━━━ Given entries

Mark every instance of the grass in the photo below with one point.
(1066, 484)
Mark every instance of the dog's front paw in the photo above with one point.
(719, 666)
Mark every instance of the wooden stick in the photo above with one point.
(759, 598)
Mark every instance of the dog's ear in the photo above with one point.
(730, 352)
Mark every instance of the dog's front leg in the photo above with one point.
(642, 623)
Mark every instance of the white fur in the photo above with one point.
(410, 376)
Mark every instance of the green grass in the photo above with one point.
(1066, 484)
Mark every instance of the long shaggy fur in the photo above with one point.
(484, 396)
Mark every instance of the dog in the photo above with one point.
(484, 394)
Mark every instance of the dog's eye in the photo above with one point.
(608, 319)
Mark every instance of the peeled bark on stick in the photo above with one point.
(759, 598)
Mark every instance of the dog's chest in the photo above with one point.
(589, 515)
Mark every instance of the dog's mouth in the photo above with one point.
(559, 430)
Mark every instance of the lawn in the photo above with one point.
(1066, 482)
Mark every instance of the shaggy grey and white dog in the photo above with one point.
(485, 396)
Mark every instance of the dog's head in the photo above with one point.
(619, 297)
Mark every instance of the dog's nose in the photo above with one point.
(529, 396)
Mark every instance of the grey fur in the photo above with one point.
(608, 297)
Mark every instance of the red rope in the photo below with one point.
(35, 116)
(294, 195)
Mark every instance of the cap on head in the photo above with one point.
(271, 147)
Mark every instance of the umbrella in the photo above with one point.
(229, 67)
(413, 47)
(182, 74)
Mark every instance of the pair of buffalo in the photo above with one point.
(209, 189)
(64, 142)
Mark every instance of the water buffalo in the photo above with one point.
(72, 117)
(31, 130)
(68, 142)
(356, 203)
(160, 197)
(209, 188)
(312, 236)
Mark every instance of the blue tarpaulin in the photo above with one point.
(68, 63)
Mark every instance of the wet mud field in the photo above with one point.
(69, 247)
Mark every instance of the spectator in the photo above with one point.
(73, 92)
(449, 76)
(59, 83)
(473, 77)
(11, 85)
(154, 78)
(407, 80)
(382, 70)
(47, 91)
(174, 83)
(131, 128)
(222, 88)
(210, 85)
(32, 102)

━━━━━━
━━━ Given entries

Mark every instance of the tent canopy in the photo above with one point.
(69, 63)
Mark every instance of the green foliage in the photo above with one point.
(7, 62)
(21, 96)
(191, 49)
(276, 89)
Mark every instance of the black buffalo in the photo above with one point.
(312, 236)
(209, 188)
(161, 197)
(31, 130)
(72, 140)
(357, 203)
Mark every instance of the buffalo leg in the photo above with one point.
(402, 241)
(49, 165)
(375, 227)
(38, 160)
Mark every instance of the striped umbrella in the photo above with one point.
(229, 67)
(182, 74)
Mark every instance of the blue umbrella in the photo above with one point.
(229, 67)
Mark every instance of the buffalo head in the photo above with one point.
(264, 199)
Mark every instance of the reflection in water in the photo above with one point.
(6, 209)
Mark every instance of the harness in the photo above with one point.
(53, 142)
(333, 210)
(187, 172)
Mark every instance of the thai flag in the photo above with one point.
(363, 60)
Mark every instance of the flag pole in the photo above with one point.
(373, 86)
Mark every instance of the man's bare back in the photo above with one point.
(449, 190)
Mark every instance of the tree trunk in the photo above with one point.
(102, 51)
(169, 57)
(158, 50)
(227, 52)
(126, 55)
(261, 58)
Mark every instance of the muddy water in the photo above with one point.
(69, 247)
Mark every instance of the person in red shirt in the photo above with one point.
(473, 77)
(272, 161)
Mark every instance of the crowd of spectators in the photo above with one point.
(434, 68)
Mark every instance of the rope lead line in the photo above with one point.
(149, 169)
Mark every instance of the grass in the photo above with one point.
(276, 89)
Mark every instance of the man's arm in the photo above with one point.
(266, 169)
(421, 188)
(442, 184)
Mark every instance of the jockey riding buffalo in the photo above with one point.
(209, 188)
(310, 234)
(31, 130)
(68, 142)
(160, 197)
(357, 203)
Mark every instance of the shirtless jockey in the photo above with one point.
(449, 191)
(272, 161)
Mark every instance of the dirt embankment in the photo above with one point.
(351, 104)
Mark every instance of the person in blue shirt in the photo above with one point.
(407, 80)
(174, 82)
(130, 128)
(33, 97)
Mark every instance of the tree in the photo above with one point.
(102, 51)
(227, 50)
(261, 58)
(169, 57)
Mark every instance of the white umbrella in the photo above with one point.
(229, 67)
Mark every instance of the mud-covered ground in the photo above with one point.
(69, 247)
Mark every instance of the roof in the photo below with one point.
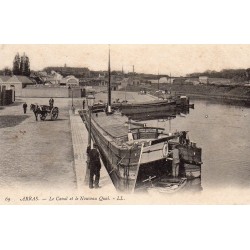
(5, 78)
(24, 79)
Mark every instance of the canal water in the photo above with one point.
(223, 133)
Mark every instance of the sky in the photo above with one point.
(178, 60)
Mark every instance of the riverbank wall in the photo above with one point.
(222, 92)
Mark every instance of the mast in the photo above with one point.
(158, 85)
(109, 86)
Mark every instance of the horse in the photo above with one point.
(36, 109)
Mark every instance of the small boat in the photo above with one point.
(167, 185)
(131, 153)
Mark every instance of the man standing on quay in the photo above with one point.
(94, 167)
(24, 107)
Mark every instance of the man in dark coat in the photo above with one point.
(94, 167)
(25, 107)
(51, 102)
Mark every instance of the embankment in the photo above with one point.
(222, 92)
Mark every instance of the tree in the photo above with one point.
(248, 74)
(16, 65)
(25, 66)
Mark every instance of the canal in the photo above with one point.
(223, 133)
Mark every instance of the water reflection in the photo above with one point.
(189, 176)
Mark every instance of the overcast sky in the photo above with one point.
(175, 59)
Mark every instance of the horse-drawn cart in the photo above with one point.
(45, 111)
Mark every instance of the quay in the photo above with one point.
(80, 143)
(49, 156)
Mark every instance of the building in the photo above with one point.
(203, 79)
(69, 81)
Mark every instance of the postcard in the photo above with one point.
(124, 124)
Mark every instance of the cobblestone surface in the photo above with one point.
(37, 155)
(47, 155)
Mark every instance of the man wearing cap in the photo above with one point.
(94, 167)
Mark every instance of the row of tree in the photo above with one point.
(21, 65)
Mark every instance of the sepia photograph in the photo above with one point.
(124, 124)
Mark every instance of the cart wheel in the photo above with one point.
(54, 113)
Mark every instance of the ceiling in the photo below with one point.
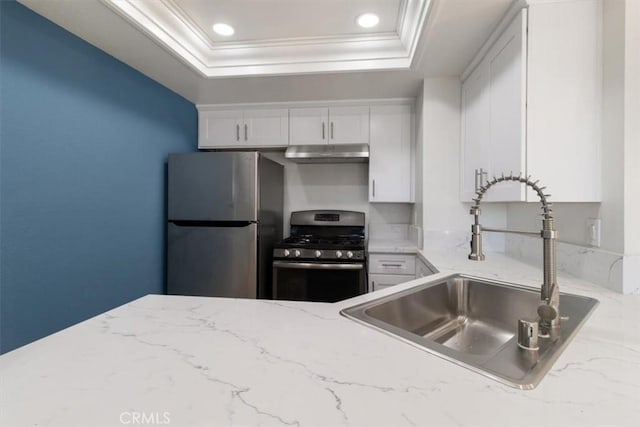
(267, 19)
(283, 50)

━━━━━━

**Job**. Show every line of the records above that contains the word "blue", copying each such line in full. Case counts.

**Solution**.
Mark every instance of the blue tarpaulin in the photo above with one point.
Mark every instance of the blue umbrella in the photo above with one point.
Mark every instance of the person in blue shirt in the photo above with one point.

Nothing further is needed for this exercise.